▸ **What you need to do**:
1. From the passage on single port surgery, copy the part that opens with the words containing "Despite these advantages, single" and closes with "requires different skills.".
2. In the passage on single port surgery, what did one report find was the average hospital stay after the single port procedure?

▸ **Text**:
________________

Fewer incisions also mean less pain, and hence less need for pain medications. Instead of opiates, Kim typically prescribes a couple of days of acetaminophen with codeine. Another major advantage is faster recovery. “With this new technology,” he said, “we’ve basically made prostatectomies an outpatient procedure.” Patients come in in the morning, have their surgery, spend a few hours in recovery, and “are sleeping in their own bed that night.” One report found that hospital stays after the single port procedure averaged 4.3 hours compared to 26 hours for multiport surgery.

Despite these advantages, single port technology is still uncommon. One reason is price. The new instrument costs about $2 million and doesn’t improve patient outcomes over conventional multiport surgery. That makes budget-conscious administrators leery, though the higher technology costs are likely offset by shorter hospital stays. Single port robots also remain rare, said Kim, because of the steep learning curve for surgeons. He has done more than 2,000 multiport prostatectomies, but the new technology requires different skills.

“Not everyone is going to be good at using it,” he said. For instance, he continued, his son constantly crushes him at video games. “Does that mean the technology is worse for me? Of course not. It’s a matter of what the operator can achieve with it. This new technology allows us to push the boundaries of what’s possible, but whether we’re able to take advantage of that new capability is really up to the skills of the individual surgeon.”

________________

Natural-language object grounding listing
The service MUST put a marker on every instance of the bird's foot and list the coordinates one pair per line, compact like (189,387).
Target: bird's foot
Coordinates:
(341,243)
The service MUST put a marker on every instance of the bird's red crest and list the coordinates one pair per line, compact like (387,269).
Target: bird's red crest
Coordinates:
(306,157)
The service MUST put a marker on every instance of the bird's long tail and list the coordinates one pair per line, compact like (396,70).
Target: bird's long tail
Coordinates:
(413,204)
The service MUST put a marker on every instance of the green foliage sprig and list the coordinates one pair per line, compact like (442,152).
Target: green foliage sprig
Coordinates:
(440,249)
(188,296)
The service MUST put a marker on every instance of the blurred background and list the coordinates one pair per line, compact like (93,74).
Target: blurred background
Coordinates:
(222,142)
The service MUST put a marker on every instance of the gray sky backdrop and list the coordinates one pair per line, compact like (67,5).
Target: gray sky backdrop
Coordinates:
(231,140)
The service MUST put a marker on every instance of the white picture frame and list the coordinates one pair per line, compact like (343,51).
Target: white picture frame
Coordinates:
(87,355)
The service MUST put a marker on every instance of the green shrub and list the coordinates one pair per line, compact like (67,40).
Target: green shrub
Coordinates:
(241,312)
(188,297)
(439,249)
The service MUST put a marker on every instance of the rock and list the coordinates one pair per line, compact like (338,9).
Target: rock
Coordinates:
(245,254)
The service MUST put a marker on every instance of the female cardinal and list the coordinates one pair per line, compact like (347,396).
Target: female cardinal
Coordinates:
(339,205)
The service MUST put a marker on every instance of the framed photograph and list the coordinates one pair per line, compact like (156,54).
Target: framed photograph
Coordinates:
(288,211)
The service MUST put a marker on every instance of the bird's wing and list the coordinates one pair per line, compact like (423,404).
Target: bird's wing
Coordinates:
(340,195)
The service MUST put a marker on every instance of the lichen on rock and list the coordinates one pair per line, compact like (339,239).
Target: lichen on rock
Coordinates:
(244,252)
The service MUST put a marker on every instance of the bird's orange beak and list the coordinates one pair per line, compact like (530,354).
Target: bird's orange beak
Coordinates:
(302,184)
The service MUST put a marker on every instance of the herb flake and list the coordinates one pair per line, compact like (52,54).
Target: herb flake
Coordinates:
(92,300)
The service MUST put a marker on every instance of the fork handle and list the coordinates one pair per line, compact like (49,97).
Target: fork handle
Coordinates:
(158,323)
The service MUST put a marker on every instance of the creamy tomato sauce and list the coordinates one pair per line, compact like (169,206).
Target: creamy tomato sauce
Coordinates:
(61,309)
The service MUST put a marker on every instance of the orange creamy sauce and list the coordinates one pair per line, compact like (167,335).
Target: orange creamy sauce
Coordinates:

________________

▸ **Results by task**:
1.
Despite these advantages, single port technology is still uncommon. One reason is price. The new instrument costs about $2 million and doesn’t improve patient outcomes over conventional multiport surgery. That makes budget-conscious administrators leery, though the higher technology costs are likely offset by shorter hospital stays. Single port robots also remain rare, said Kim, because of the steep learning curve for surgeons. He has done more than 2,000 multiport prostatectomies, but the new technology requires different skills.

2. 4.3 hours